» WHAT THE TASK ASKS
Your task is to show every line in the listing below that includes "cobblestone".

» INFORMATION GIVEN
======

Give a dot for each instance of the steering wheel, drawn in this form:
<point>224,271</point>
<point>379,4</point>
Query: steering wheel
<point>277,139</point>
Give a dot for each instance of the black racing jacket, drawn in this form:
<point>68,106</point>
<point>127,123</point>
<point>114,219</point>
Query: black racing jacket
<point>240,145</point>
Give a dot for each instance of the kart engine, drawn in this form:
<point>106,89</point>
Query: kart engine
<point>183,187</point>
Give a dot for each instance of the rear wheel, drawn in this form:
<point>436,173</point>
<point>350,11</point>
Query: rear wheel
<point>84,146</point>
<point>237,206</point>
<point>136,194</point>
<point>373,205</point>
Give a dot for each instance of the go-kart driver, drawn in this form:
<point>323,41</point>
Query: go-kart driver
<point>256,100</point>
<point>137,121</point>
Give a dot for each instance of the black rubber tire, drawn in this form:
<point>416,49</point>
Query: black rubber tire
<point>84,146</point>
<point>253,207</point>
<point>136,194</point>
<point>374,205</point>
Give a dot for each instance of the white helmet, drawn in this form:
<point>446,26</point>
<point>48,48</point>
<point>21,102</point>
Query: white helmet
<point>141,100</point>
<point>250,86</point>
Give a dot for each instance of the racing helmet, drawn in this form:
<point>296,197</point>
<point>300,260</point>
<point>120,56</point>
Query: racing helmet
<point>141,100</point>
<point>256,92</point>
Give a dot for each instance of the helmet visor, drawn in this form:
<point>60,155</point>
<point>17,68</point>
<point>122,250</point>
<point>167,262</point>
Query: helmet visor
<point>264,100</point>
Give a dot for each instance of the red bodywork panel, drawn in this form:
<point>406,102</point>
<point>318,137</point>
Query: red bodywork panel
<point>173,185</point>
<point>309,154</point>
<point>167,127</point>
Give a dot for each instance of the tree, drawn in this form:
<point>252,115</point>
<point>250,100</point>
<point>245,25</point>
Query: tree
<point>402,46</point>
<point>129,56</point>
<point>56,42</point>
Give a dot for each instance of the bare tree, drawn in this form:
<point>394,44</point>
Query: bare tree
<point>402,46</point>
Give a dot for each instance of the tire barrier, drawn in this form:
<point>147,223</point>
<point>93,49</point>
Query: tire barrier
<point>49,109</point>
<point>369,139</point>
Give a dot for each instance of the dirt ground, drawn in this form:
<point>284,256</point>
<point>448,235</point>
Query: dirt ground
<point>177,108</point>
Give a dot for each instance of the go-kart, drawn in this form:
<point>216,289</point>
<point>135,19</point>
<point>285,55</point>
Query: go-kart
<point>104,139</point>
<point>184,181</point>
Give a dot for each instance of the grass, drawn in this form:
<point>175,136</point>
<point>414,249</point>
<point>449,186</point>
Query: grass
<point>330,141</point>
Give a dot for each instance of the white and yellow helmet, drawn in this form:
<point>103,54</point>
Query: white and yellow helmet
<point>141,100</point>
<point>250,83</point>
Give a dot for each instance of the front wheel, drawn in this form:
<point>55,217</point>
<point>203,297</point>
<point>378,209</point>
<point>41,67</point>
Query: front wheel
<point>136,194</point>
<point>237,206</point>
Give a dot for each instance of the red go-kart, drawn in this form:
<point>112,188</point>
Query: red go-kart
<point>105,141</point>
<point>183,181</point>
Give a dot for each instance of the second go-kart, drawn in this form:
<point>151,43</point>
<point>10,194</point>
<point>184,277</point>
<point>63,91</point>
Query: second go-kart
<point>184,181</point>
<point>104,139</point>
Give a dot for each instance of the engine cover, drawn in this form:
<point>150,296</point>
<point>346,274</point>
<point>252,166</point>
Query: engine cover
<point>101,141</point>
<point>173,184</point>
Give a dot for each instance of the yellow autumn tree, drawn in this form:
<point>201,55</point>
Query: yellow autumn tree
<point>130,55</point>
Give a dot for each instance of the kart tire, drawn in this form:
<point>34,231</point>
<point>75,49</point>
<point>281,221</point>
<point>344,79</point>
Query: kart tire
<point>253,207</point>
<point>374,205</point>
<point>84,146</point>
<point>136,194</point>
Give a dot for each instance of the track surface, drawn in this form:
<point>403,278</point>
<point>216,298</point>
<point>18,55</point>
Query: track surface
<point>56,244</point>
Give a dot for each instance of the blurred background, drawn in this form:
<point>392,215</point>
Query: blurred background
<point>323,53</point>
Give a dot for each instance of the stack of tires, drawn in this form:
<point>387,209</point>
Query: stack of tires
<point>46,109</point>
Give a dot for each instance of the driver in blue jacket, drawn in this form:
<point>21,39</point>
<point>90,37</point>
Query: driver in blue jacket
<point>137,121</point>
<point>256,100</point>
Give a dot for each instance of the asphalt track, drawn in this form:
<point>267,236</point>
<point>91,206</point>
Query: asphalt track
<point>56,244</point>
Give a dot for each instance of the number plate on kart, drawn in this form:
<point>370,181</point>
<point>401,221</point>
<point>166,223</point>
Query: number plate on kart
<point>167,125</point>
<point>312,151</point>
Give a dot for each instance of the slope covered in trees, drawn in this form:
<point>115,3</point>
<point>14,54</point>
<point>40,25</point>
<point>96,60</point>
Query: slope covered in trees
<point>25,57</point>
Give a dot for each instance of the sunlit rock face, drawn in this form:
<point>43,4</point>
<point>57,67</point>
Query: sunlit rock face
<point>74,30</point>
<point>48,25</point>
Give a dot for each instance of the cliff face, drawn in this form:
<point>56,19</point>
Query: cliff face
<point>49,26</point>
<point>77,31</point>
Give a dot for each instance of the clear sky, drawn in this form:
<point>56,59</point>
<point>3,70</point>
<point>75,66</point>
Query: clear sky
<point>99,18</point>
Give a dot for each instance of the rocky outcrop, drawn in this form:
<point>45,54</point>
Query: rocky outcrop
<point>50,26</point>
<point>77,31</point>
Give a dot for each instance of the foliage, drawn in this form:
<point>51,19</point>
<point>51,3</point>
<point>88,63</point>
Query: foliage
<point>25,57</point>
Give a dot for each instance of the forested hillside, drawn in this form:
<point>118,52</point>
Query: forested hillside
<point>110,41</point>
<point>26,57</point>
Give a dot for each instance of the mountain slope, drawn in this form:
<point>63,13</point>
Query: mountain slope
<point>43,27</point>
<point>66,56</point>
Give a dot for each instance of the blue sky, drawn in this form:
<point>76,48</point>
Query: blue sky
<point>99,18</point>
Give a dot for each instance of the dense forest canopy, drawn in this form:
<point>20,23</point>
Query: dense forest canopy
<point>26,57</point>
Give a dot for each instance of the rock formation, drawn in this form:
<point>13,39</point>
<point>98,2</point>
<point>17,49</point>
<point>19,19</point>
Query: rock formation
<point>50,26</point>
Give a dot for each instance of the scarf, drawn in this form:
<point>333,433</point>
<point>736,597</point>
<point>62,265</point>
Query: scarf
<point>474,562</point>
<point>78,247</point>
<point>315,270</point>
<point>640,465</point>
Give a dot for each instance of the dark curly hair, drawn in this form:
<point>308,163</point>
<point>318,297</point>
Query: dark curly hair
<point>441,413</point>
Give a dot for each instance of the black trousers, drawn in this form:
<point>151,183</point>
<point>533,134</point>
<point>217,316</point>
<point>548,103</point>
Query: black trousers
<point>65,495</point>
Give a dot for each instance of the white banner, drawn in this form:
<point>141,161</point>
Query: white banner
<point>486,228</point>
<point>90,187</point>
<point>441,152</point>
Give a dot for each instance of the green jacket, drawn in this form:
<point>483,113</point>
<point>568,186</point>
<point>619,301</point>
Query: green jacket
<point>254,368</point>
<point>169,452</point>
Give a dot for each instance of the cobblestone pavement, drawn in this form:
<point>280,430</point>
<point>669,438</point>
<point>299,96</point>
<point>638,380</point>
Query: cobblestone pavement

======

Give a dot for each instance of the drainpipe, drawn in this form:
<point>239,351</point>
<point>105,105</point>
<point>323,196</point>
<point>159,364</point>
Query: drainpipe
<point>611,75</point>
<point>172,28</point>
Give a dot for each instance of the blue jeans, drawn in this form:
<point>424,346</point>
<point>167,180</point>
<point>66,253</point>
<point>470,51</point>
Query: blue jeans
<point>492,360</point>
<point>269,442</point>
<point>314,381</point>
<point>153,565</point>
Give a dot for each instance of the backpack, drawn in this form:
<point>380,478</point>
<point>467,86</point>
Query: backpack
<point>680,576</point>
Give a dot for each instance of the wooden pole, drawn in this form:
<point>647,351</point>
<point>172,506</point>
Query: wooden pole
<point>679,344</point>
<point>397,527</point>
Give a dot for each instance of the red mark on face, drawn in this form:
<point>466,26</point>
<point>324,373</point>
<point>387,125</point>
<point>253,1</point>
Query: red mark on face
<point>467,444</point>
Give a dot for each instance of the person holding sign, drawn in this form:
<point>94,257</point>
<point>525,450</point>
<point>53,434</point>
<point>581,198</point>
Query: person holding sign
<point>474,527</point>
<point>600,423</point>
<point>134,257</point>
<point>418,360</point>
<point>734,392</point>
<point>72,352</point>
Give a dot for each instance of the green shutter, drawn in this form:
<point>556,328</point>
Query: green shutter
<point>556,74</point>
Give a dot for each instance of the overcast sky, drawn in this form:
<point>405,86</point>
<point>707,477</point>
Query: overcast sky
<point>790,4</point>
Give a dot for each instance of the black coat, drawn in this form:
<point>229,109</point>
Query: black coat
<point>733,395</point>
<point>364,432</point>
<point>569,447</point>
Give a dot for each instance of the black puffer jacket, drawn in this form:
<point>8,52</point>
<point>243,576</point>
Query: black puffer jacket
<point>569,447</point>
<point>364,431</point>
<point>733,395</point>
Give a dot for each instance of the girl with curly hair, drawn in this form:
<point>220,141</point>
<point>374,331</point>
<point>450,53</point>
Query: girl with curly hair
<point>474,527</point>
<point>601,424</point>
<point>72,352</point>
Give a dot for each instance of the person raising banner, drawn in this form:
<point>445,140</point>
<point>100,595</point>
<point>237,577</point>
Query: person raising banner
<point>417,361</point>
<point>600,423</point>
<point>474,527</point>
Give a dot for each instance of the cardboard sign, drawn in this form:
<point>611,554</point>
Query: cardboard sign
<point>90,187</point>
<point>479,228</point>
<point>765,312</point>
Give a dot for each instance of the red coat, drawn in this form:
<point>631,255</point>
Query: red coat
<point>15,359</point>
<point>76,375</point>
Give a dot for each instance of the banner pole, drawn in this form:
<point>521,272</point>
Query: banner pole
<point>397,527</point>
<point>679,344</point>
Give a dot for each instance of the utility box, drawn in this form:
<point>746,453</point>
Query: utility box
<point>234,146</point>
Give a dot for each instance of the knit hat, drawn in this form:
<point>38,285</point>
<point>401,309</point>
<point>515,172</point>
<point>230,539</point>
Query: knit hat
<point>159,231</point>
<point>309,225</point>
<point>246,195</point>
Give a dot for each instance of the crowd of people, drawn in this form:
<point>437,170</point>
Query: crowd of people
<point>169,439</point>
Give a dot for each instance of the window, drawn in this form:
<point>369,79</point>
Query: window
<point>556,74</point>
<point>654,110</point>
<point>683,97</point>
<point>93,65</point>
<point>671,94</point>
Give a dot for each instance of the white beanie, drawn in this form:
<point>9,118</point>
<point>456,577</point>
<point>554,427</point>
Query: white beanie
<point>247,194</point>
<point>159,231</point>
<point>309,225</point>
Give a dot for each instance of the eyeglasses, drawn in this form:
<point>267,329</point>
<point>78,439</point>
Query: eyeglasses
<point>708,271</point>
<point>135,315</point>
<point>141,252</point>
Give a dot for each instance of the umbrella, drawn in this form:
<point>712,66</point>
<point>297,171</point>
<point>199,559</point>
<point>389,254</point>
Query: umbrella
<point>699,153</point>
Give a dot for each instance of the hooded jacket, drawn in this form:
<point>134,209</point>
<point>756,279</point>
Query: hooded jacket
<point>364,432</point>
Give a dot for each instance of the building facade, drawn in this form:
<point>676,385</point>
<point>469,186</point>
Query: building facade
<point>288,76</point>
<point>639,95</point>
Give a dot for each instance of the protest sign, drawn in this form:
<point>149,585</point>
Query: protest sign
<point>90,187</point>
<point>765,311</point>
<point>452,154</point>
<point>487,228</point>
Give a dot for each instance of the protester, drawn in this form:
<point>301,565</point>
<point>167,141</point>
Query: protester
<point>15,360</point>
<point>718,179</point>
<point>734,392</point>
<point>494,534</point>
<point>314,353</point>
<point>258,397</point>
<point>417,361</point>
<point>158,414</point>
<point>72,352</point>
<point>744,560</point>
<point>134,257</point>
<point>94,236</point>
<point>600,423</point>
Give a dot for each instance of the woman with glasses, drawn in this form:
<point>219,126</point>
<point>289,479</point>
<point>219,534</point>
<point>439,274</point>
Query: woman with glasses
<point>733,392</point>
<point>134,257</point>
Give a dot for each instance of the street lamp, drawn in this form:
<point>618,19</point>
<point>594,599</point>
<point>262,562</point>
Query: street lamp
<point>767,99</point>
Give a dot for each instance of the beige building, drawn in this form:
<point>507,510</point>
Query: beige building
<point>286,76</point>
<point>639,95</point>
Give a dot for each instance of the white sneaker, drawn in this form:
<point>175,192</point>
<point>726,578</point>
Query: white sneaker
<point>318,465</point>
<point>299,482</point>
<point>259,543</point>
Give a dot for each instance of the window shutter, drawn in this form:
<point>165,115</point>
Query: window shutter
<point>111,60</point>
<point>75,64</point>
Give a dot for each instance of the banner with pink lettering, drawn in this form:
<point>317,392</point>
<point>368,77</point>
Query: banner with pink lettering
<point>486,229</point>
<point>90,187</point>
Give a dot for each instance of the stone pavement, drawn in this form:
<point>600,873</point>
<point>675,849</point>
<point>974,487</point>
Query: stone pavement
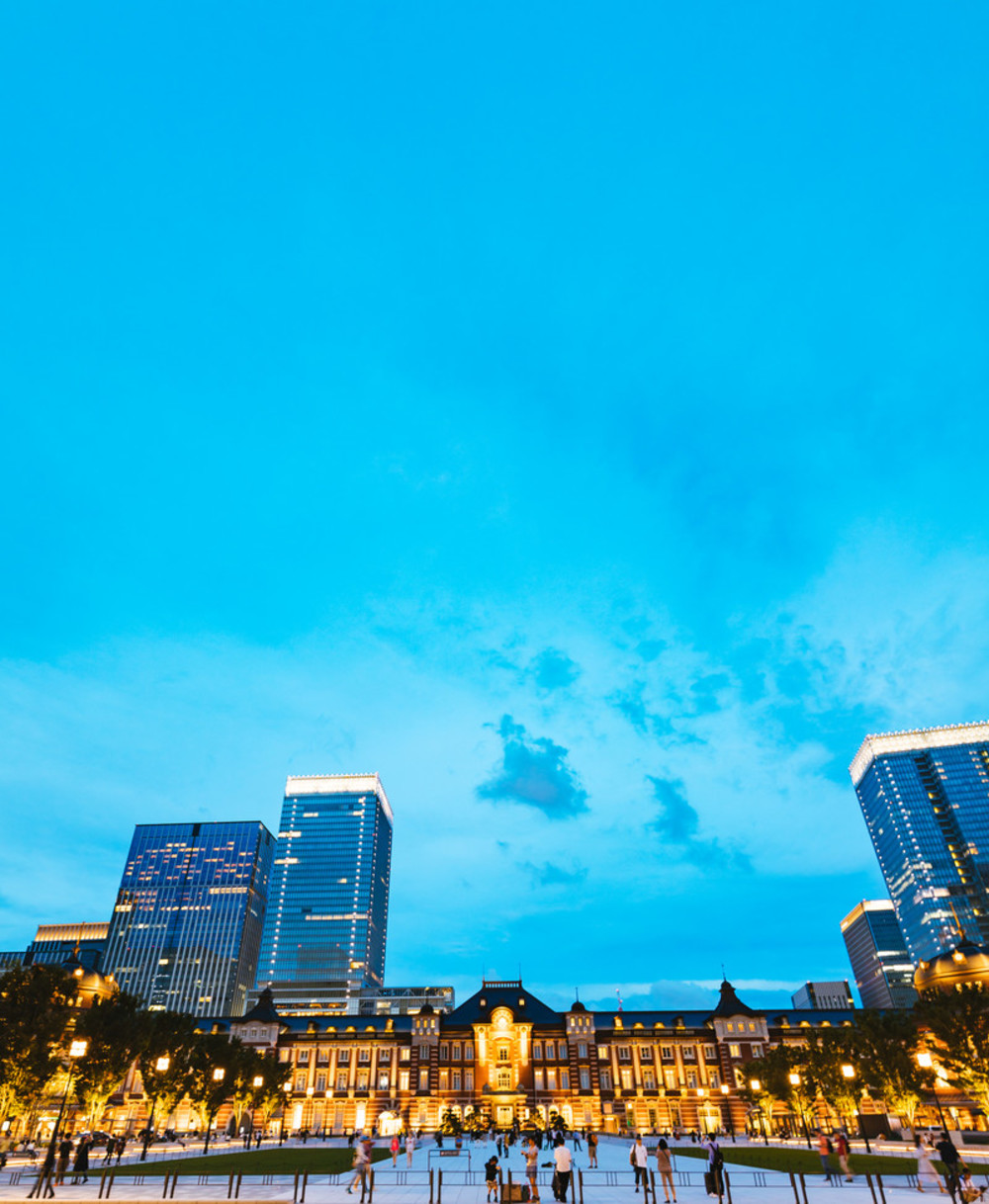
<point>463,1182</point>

======

» RESPONSE TO THE EXERCISE
Give a dot for each instance of the cobblestone pavement, drawn in this form:
Query: cobblestone pavement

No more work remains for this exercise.